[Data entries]
####################
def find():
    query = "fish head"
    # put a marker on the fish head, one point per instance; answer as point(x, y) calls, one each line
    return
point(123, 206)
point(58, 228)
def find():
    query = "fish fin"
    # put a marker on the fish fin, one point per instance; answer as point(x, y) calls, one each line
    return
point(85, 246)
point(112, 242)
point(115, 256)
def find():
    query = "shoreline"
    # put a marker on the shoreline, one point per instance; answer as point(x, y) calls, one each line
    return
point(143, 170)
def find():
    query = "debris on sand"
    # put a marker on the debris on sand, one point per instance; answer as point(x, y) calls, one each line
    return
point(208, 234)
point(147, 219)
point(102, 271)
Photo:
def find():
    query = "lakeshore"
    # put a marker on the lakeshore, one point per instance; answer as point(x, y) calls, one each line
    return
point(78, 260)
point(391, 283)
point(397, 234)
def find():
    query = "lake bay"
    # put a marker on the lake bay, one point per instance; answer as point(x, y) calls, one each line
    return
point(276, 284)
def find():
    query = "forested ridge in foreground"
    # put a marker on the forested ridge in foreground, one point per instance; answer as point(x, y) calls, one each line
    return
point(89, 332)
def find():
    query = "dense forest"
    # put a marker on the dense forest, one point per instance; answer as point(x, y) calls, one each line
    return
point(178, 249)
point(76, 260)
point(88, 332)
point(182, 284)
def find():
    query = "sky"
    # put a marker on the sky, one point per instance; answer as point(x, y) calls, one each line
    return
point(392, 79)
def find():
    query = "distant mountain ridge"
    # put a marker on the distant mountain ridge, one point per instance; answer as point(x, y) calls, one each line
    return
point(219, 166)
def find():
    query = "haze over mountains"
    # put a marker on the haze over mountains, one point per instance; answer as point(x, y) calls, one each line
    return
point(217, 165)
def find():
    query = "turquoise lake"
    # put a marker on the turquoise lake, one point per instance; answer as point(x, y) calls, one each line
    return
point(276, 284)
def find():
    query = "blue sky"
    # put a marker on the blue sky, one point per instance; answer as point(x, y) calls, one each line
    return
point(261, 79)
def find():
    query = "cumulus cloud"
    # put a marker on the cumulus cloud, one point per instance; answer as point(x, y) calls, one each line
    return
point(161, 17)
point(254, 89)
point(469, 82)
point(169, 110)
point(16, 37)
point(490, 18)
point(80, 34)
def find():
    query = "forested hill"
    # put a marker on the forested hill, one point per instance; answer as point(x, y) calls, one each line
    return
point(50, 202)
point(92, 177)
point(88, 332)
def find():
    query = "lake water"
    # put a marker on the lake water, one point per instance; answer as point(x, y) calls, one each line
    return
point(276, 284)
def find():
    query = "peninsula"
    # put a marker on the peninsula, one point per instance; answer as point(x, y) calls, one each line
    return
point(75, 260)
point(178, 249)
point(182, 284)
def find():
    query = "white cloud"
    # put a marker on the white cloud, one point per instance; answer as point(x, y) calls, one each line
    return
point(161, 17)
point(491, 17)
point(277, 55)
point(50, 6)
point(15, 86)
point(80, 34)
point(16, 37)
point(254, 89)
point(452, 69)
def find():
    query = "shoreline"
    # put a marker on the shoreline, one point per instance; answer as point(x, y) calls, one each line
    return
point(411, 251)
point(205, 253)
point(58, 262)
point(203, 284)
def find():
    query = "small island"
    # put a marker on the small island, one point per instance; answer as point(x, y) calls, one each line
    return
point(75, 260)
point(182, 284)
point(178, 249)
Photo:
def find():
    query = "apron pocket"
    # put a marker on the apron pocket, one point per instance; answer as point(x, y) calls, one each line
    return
####################
TASK:
Every line must be copied exactly as it stands above.

OUTPUT:
def find():
    query = "fish head"
    # put a marker on the fish head, one point per instance; answer as point(x, y) calls, one each line
    return
point(123, 206)
point(58, 228)
def find():
    query = "fish fin"
    # put a marker on the fish fin, one point per instance; answer as point(x, y) calls, one each line
    return
point(85, 246)
point(112, 242)
point(115, 256)
def find():
    query = "shoreline"
    # put a marker on the shoreline, one point per instance; answer as point(x, y) calls, one each line
    return
point(143, 170)
def find():
    query = "debris on sand"
    # put a marker on the debris on sand, one point per instance; answer as point(x, y) calls, one each line
    return
point(208, 234)
point(147, 219)
point(102, 271)
Photo:
def find():
    query = "lakeshore"
    # put a marker on the lakeshore, one point per instance; answer as point(x, y) calls, one each line
    return
point(78, 260)
point(391, 283)
point(397, 234)
def find():
    query = "lake bay"
    # put a marker on the lake bay, one point per instance; answer as point(x, y) calls, one each line
    return
point(276, 284)
def find():
    query = "forested ridge in foreground"
    # put a marker on the forested ridge in foreground, one point per instance; answer as point(x, y) calls, one each line
    return
point(89, 332)
def find():
    query = "dense forest"
    # put a marker on the dense forest, one point per instance; answer as point(x, y) calls, one each line
    return
point(178, 249)
point(76, 260)
point(88, 332)
point(182, 284)
def find():
    query = "sky"
    # put a marker on the sky, one point per instance; answer as point(x, y) calls, one each line
    return
point(392, 79)
def find():
    query = "distant mountain ridge"
    # put a marker on the distant mountain ridge, one point per instance; answer as point(x, y) calls, one each line
    return
point(219, 166)
def find():
    query = "haze over mountains"
    # put a marker on the haze over mountains, one point per instance; answer as point(x, y) calls, one each line
    return
point(217, 165)
def find():
    query = "turquoise lake"
    # put a marker on the turquoise lake, one point per instance; answer as point(x, y) calls, one each line
    return
point(276, 284)
def find():
    query = "blue sky"
    # put a marker on the blue sky, one point per instance; answer as point(x, y) calls, one each line
    return
point(261, 79)
def find():
    query = "cumulus cloud"
    # put a marker on the cumulus cloud, one point per instance; answer as point(x, y) calls, one each line
    return
point(161, 17)
point(254, 89)
point(469, 82)
point(169, 110)
point(16, 37)
point(490, 18)
point(80, 34)
def find():
    query = "forested hill"
    # put a marker on the forested hill, one point per instance; answer as point(x, y) calls, one each line
    return
point(50, 202)
point(92, 177)
point(88, 332)
def find():
    query = "lake water"
    # put a marker on the lake water, one point per instance; answer as point(x, y) calls, one each line
    return
point(276, 284)
def find():
    query = "peninsula"
    # put a marker on the peninsula, one point per instance; answer as point(x, y) calls, one each line
    return
point(75, 260)
point(178, 249)
point(182, 284)
def find():
    query = "white cloud"
    # put a marker on the white cloud, one point per instance; answer as point(x, y) calls, one each line
    return
point(161, 17)
point(491, 17)
point(277, 55)
point(50, 6)
point(15, 86)
point(80, 34)
point(16, 37)
point(254, 89)
point(452, 69)
def find():
    query = "shoreline"
    # put a marker on the shoreline, one point per instance; answer as point(x, y) calls, one each line
    return
point(411, 251)
point(205, 253)
point(58, 262)
point(203, 284)
def find():
    query = "small island"
    # put a marker on the small island, one point per instance; answer as point(x, y) calls, one each line
    return
point(75, 260)
point(182, 284)
point(178, 249)
Photo:
def find():
    query = "apron pocket"
    # put a marker on the apron pocket, one point per instance; answer as point(x, y) calls, one each line
    return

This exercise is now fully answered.